• **Data lines**
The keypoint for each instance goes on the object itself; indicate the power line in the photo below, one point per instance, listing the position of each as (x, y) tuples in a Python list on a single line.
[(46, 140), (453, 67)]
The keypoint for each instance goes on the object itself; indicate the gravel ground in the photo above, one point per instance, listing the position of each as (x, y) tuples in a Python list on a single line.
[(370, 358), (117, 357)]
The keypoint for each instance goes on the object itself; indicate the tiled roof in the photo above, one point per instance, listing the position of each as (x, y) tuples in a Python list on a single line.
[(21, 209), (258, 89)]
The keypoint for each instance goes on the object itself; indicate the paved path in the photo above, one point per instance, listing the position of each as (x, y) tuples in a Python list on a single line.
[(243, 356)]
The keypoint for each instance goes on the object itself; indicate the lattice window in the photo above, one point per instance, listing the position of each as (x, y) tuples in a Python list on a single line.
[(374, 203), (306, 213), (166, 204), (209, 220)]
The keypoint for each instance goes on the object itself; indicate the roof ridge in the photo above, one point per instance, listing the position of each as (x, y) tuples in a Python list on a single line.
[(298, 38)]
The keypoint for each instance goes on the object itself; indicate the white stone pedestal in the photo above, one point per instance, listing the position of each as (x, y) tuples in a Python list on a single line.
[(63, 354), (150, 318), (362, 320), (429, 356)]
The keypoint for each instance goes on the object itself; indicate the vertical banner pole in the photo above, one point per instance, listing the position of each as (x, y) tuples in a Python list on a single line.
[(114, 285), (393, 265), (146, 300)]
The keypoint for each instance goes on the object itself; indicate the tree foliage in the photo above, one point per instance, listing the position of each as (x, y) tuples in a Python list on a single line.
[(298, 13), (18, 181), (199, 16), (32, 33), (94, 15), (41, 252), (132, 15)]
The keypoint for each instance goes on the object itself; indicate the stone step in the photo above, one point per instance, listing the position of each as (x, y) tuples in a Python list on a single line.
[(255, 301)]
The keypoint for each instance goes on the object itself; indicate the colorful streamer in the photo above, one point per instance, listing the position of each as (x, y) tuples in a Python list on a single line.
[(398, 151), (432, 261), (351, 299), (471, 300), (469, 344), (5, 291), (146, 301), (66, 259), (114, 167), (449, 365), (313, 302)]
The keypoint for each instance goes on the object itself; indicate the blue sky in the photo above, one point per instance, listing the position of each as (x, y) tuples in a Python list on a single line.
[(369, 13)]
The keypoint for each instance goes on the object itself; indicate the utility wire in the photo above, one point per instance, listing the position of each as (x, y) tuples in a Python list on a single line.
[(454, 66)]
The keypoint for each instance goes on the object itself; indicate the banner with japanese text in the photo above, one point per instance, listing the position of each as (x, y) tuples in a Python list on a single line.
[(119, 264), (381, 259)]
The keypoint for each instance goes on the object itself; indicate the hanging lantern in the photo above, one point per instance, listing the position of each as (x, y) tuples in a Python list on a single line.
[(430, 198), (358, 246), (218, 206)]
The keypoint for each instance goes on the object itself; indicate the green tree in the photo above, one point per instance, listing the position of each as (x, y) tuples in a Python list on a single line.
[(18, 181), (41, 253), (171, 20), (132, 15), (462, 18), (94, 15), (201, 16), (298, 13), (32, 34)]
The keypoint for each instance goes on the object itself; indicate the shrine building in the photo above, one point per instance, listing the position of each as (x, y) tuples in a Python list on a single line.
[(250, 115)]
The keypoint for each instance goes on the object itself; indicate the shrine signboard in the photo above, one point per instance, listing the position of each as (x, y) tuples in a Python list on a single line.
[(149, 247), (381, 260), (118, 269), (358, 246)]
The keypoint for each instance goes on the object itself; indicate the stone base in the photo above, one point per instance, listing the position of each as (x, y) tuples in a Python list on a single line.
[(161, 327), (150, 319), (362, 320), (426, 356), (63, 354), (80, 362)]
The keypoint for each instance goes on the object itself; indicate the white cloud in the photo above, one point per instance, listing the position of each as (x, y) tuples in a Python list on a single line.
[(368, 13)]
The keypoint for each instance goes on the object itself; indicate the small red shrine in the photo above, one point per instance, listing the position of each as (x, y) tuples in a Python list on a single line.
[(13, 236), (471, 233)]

• **Set problem**
Reproduce the data above word for word, starting at the line that contains "indicate the colorful" and ending after the line that contains "[(119, 264), (381, 259)]".

• **Task response**
The keypoint for each instance goes on the object itself; indicate the colorful streamer in the photo above, one point per instance, listing the position of each as (x, y) tuples in a Python list on a single line.
[(398, 151), (432, 261), (351, 299), (471, 300), (469, 344), (5, 291), (146, 301), (66, 259), (114, 167), (449, 365), (313, 302)]
The keypoint for each instance goes on the object itself; indicate the blue sky in the photo above, one point per instance, listing the position of each as (x, y) tuples in a Python list on a single line.
[(369, 13)]
The keypoint for each instance goes on the object itself; indicate the utility wire in the photo above, one point per instance, listing the position of each as (x, y) tuples in a Python list on a single line.
[(454, 66)]
The keypoint for each instance goes on the object itself; indicate the banner with japanese text in the photo above, one point per instance, listing the position of each as (x, y) tuples in a Python list on a single line.
[(119, 264), (381, 259)]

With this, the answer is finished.